= WHAT IS ASKED =
Rewrite these lines with "out-of-focus" in place of every "blurred", keeping everything else the same and omitting the pictures.

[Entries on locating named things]
● ● ● ● ●

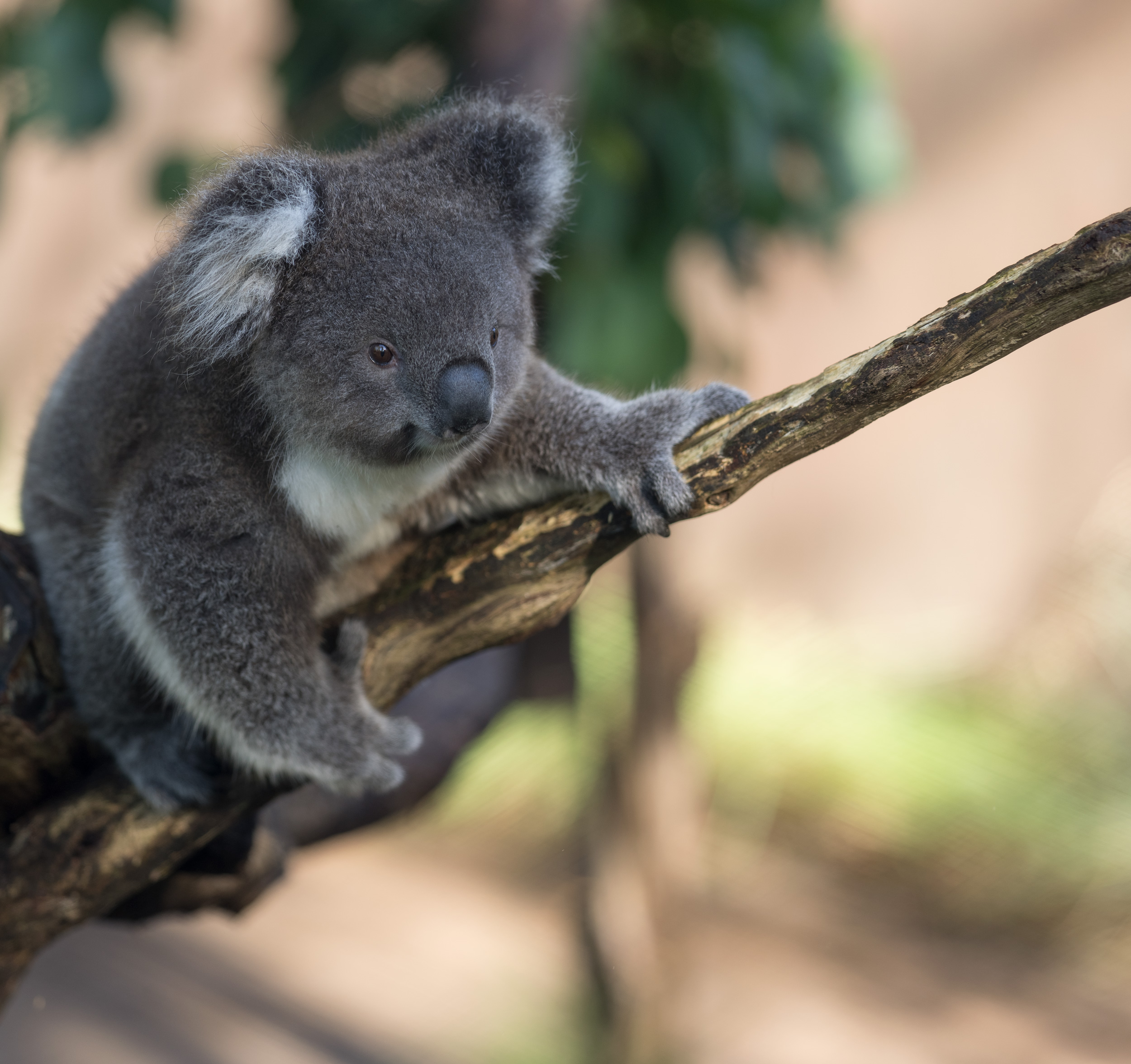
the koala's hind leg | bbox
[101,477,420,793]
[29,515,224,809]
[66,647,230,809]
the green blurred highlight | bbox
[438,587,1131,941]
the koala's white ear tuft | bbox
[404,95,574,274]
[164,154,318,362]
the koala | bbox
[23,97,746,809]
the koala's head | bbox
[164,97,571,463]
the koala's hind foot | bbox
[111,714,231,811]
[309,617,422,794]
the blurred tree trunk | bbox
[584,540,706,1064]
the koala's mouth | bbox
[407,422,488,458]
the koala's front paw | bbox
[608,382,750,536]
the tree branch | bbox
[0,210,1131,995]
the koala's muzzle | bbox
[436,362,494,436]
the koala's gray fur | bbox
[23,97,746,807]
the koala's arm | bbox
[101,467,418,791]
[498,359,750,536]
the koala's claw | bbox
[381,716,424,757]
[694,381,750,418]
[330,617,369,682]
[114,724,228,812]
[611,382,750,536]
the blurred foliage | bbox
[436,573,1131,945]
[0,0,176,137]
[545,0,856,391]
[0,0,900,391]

● ● ● ● ●

= TASK SOLUTION =
the koala's hind leg | bbox
[101,477,420,793]
[29,515,224,809]
[66,647,230,809]
the green out-of-focus highlight | bbox
[438,587,1131,941]
the koala's white ear tuft | bbox
[404,95,574,274]
[164,154,318,362]
the koala | bbox
[23,97,746,809]
the koala's head | bbox
[164,97,571,463]
the koala's hind foot | bbox
[111,714,231,811]
[309,617,422,794]
the out-of-focus tree trunk | bbox
[584,540,706,1064]
the koala's mouth | bbox
[407,422,488,458]
the koala's front paw | bbox
[608,382,750,536]
the tree branch | bbox
[0,210,1131,995]
the koala's muzzle | bbox
[436,362,494,436]
the koala's gray fur | bbox
[23,97,746,807]
the koala's arm | bbox
[101,467,418,791]
[498,359,750,536]
the koala's claw | bbox
[381,716,424,757]
[694,381,750,418]
[330,617,369,682]
[114,724,228,812]
[611,382,750,536]
the out-of-focus foliage | bbox
[436,573,1131,945]
[0,0,176,137]
[545,0,856,391]
[0,0,900,391]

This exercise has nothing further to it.